** Available records follows **

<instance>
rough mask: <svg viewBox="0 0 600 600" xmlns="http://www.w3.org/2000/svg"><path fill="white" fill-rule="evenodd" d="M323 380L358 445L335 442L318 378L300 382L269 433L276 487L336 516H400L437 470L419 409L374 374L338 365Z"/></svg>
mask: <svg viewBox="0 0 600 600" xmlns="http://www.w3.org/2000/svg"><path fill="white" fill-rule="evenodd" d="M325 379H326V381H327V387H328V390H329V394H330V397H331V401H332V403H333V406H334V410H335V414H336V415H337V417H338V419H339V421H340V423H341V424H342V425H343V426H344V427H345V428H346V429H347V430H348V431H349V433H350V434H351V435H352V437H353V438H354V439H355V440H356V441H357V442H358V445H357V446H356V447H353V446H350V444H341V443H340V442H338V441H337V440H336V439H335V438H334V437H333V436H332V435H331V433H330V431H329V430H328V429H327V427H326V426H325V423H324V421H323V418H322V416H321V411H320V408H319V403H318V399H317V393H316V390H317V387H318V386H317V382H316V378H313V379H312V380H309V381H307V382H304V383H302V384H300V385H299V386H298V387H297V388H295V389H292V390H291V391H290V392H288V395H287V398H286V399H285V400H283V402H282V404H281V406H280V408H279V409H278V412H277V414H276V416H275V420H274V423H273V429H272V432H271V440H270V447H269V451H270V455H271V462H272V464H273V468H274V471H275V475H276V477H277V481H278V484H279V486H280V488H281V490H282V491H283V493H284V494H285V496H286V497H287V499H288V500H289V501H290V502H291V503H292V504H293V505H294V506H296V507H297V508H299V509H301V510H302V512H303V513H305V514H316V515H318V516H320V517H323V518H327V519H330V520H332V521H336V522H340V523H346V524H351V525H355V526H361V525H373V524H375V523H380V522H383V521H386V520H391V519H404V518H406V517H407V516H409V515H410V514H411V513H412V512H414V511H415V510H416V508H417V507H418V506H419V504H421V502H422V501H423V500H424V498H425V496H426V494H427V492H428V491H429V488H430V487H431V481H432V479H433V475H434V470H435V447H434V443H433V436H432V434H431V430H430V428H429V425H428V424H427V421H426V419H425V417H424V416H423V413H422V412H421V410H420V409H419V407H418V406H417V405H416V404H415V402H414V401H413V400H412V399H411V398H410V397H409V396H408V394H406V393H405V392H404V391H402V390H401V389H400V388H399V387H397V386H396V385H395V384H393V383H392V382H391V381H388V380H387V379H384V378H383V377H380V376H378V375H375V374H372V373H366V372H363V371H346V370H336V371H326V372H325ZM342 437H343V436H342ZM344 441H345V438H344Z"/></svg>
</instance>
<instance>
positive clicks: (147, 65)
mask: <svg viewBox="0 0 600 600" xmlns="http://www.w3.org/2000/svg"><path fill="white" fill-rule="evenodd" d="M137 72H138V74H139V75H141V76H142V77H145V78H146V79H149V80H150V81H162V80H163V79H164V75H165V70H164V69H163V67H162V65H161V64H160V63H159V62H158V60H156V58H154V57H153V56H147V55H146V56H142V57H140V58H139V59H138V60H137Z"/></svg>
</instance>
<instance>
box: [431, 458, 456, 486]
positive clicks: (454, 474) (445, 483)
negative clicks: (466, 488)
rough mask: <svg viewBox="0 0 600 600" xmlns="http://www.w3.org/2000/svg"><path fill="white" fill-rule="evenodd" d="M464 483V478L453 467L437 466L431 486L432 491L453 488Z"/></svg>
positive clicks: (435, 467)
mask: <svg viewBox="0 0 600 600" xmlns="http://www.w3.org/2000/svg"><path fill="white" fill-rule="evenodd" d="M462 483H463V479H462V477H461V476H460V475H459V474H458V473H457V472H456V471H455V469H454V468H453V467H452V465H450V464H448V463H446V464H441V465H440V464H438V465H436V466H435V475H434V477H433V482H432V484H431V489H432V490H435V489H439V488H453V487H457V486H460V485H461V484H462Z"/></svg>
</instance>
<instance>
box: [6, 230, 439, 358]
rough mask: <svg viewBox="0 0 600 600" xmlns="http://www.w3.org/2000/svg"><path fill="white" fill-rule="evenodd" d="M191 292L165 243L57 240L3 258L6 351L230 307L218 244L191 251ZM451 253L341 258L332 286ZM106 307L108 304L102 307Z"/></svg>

** End of Available records **

### Work item:
Make an exact copy of the data above.

### The answer:
<instance>
rough mask: <svg viewBox="0 0 600 600" xmlns="http://www.w3.org/2000/svg"><path fill="white" fill-rule="evenodd" d="M323 380L358 445L335 442L318 378L300 382L269 433L276 487L336 516H400L437 470L419 409L374 374L338 365Z"/></svg>
mask: <svg viewBox="0 0 600 600" xmlns="http://www.w3.org/2000/svg"><path fill="white" fill-rule="evenodd" d="M325 379H326V381H327V387H328V390H329V394H330V397H331V401H332V403H333V406H334V410H335V414H336V415H337V417H338V419H339V421H340V423H341V424H342V425H343V426H344V427H345V428H346V429H347V430H348V431H349V433H350V434H351V435H352V437H353V438H354V439H355V440H356V441H357V442H358V445H357V446H356V447H353V446H350V444H341V443H340V442H338V441H337V440H336V439H335V438H334V437H333V436H332V435H331V433H330V431H329V430H328V429H327V427H326V426H325V423H324V421H323V418H322V416H321V411H320V408H319V403H318V399H317V393H316V390H317V387H318V386H317V382H316V378H313V379H312V380H309V381H307V382H304V383H302V384H300V385H299V386H298V387H297V388H295V389H292V390H291V391H290V392H288V395H287V398H286V399H285V400H283V402H282V404H281V406H280V408H279V409H278V412H277V414H276V416H275V420H274V423H273V429H272V432H271V440H270V447H269V451H270V455H271V462H272V464H273V468H274V471H275V475H276V477H277V481H278V484H279V486H280V488H281V490H282V491H283V493H284V494H285V496H286V497H287V499H288V500H289V501H290V502H291V503H292V504H293V505H294V506H296V507H297V508H299V509H301V510H302V512H303V513H305V514H316V515H318V516H320V517H323V518H327V519H330V520H332V521H336V522H340V523H346V524H351V525H355V526H361V525H373V524H375V523H380V522H383V521H386V520H391V519H404V518H406V517H407V516H409V515H410V514H411V513H412V512H414V511H415V510H416V508H417V507H418V506H419V504H421V502H422V501H423V500H424V498H425V496H426V494H427V492H428V491H429V488H430V487H431V481H432V479H433V475H434V470H435V447H434V443H433V436H432V434H431V430H430V428H429V425H428V424H427V421H426V419H425V417H424V416H423V413H422V412H421V410H420V409H419V407H418V406H417V405H416V404H415V402H414V401H413V400H412V399H411V398H410V397H409V396H408V394H406V393H405V392H404V391H402V390H401V389H400V388H399V387H397V386H396V385H395V384H393V383H392V382H391V381H388V380H387V379H384V378H383V377H380V376H378V375H375V374H372V373H366V372H363V371H346V370H336V371H326V372H325ZM342 437H343V436H342ZM344 441H345V438H344Z"/></svg>
</instance>
<instance>
positive clicks: (147, 65)
mask: <svg viewBox="0 0 600 600" xmlns="http://www.w3.org/2000/svg"><path fill="white" fill-rule="evenodd" d="M137 72H138V74H139V75H141V76H142V77H145V78H146V79H149V80H150V81H162V80H163V79H164V75H165V70H164V69H163V67H162V65H161V64H160V63H159V62H158V60H156V58H154V57H153V56H147V55H146V56H142V57H140V58H139V59H138V60H137Z"/></svg>
</instance>
<instance>
box: [431, 458, 456, 486]
positive clicks: (454, 474) (445, 483)
negative clicks: (466, 488)
rough mask: <svg viewBox="0 0 600 600" xmlns="http://www.w3.org/2000/svg"><path fill="white" fill-rule="evenodd" d="M464 483V478L453 467L437 466L431 486L432 491L453 488Z"/></svg>
positive clicks: (435, 467)
mask: <svg viewBox="0 0 600 600" xmlns="http://www.w3.org/2000/svg"><path fill="white" fill-rule="evenodd" d="M462 483H463V479H462V477H461V476H460V475H459V474H458V473H457V472H456V471H455V469H454V468H453V467H452V465H450V464H448V463H446V464H441V465H440V464H438V465H436V466H435V475H434V477H433V482H432V484H431V489H432V490H435V489H439V488H453V487H457V486H460V485H461V484H462Z"/></svg>
</instance>
<instance>
box: [6, 230, 439, 358]
rough mask: <svg viewBox="0 0 600 600" xmlns="http://www.w3.org/2000/svg"><path fill="white" fill-rule="evenodd" d="M191 292L165 243L57 240L3 258L6 351L230 307L218 244L191 251ZM451 253L341 258L332 286ZM106 307L108 304L102 307Z"/></svg>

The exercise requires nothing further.